═══ TEXT PASSAGE
The central limit theorem tells you that $\sqrt{n} \left(\frac{1}{n} X - p\right)$ is distributed as $\mathcal{N}(0, p(1-p))$ when $n$ tends to $\infty$ because $p$ and $p(1-p)$ are respectively the mean and variance of $X_i$ for any $i$. This is true if your variable satisfy the standard conditions for the CLT, which it does but try to check it.

I think that you should be able to conclude now.

EDIT : as you mentioned you are looking for (as $n$ tends to $\infty$) \begin{align*} \mathbb{P}(an\leq X\leq bn) &= \mathbb{P}\left(\sqrt{n}(a-p)\leq \sqrt{n}\left(\frac{1}{n} X - p\right)\leq \sqrt{n}(b-p)\right)\\ &= Q(\sqrt{n}(a-p)) - Q(\sqrt{n}(b-p)) \end{align*}

So now if $a=p$ or $b=p$, one of these two is actually exactly $1/2$, You can just apply the different cases you mentioned to this one.
══════
═══ SUPPLIED INFORMATION
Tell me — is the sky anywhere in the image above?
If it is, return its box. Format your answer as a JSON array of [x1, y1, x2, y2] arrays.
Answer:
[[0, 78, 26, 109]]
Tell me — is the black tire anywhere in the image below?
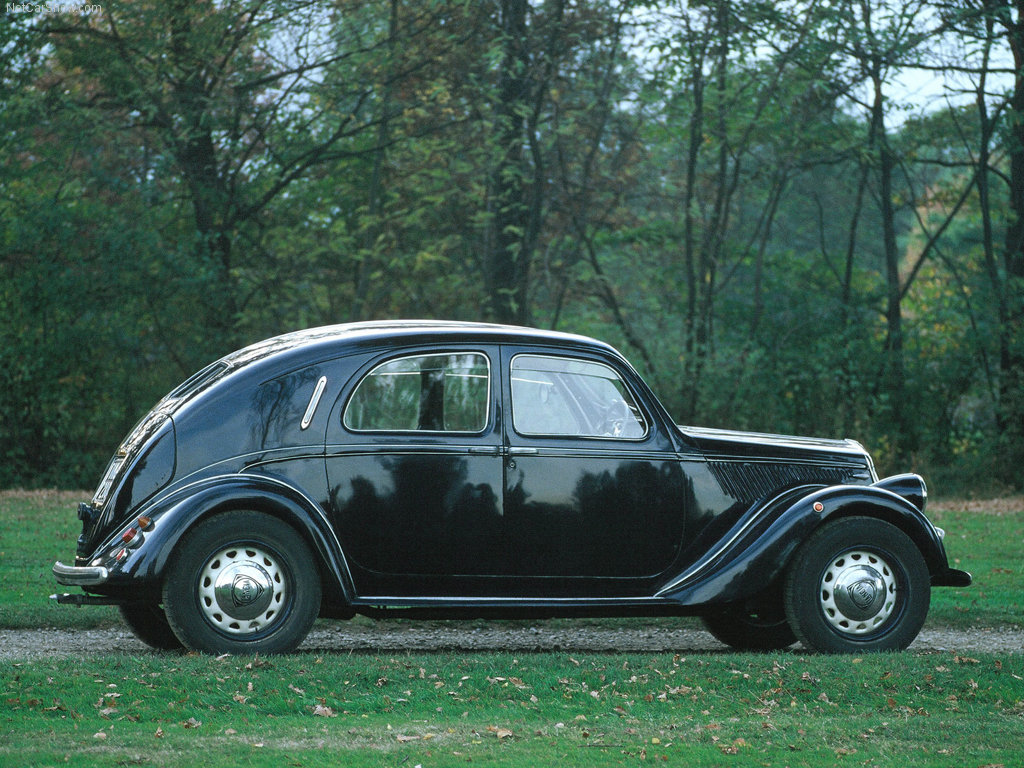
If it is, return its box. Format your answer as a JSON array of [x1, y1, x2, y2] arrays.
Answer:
[[784, 517, 932, 653], [164, 512, 321, 653], [700, 587, 797, 651], [119, 603, 184, 650]]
══════
** DIRECTIONS **
1. Translate this sentence from the central limit theorem text into Spanish: "I think that you should be able to conclude now."
2. Rewrite all the records, replacing "image" with "photo" and keeping everything else the same; omit the pictures.
The text and the records are unrelated material.

** RESPONSE LIST **
1. Creo que ya deberías poder llegar a la conclusión.

2.
Tell me — is the sky anywhere in the photo above?
If it is, return its box. Format your answer as a JSON array of [x1, y1, x2, y2] arrays.
Answer:
[[0, 78, 26, 109]]
Tell me — is the black tire anywhere in the photo below?
If it is, return its box. Format your answer as a JSON array of [x1, y1, x2, y2] arrays.
Answer:
[[784, 517, 932, 653], [164, 512, 321, 653], [700, 587, 797, 651], [119, 603, 184, 650]]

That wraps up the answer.